**EXERCISE OBJECTIVE**
Set down, word for word, every line of the listing below, starting with the one that contains "Mark the green leaf, giving" and ending with the final line. Include nothing else.

"""

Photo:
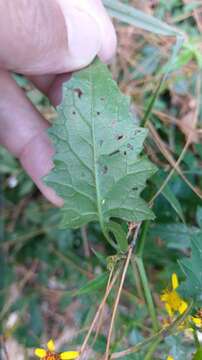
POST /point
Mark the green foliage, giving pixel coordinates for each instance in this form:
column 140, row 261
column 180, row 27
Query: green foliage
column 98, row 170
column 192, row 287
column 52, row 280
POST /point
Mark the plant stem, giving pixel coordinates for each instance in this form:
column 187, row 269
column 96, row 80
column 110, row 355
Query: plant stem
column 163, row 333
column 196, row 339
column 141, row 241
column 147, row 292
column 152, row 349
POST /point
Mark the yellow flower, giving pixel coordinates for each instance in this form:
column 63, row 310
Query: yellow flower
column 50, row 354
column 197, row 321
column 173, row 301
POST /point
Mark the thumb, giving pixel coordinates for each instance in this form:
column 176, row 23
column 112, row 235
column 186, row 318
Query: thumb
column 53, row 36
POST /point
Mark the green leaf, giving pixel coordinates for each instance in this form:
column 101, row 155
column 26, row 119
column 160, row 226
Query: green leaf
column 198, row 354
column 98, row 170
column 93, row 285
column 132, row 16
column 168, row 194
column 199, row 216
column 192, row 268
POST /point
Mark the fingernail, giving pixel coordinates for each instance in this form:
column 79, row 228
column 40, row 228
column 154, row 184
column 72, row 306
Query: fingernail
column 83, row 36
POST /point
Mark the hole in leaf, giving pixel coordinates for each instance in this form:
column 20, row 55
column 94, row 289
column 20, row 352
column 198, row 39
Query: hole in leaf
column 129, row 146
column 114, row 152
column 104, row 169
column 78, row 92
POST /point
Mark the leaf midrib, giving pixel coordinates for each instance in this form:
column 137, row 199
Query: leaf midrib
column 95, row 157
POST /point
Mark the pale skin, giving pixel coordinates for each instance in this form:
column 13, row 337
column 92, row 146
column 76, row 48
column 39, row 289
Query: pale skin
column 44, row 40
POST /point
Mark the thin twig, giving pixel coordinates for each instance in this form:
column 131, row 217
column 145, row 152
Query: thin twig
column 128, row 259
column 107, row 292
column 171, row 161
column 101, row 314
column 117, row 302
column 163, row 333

"""

**ANSWER TO THE EXERCISE**
Mark the green leaf, giving pixel coordinates for each instance in this form:
column 101, row 155
column 26, row 119
column 160, row 226
Query: green leaf
column 198, row 354
column 98, row 170
column 93, row 285
column 132, row 16
column 168, row 194
column 199, row 216
column 192, row 268
POST /point
Mark the fingernail, giving pixel coordinates for each instance in this form:
column 79, row 228
column 40, row 228
column 154, row 184
column 72, row 306
Query: fingernail
column 83, row 36
POST /point
Mark the hole in leaf, giving pixel coordinates for each instance in this form:
column 20, row 55
column 94, row 289
column 20, row 352
column 198, row 39
Query: hole in leaf
column 129, row 146
column 114, row 152
column 104, row 169
column 78, row 92
POST /point
Mark the leaf midrib, giving pixel coordinates for each instance in this form:
column 137, row 199
Query: leaf midrib
column 95, row 157
POST /point
Mark the pale skin, giving pixel coordinates for each instance in this form:
column 13, row 337
column 92, row 146
column 76, row 48
column 39, row 289
Query: pale skin
column 44, row 40
POST /point
Mark the thin twig, giving pixel coordinates for each instance in this form:
column 131, row 217
column 145, row 152
Query: thin twig
column 128, row 259
column 107, row 292
column 171, row 161
column 101, row 314
column 117, row 302
column 163, row 333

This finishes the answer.